Do this ▸ Reproduce the material from its beginning through the line that contains "M 28 32 L 0", both ends included. Leave the pictures out of your copy.

Task input ▸
======
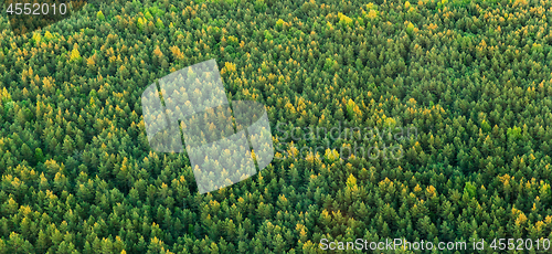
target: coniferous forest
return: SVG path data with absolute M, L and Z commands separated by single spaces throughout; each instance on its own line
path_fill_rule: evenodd
M 28 32 L 0 19 L 0 253 L 549 252 L 551 1 L 115 0 Z M 212 59 L 229 100 L 265 105 L 275 155 L 200 194 L 185 152 L 150 149 L 140 96 Z M 309 134 L 338 124 L 379 131 Z M 339 152 L 382 145 L 400 157 Z

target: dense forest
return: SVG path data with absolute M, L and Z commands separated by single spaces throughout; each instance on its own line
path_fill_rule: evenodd
M 0 253 L 550 239 L 551 18 L 537 0 L 116 0 L 30 32 L 2 15 Z M 140 95 L 212 59 L 229 100 L 265 105 L 277 151 L 200 194 L 185 154 L 150 149 Z M 286 133 L 338 123 L 417 135 Z M 404 155 L 335 152 L 382 142 Z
======
Solution to this problem ▸
target: coniferous forest
return: SVG path data with absolute M, L and Z commands separated by single spaces throughout; each instance on its own line
path_fill_rule: evenodd
M 28 32 L 0 19 L 0 253 L 549 252 L 551 1 L 115 0 Z M 212 59 L 229 100 L 265 105 L 275 155 L 200 194 L 185 152 L 150 149 L 140 96 Z M 309 134 L 338 124 L 379 131 Z M 339 152 L 382 145 L 400 157 Z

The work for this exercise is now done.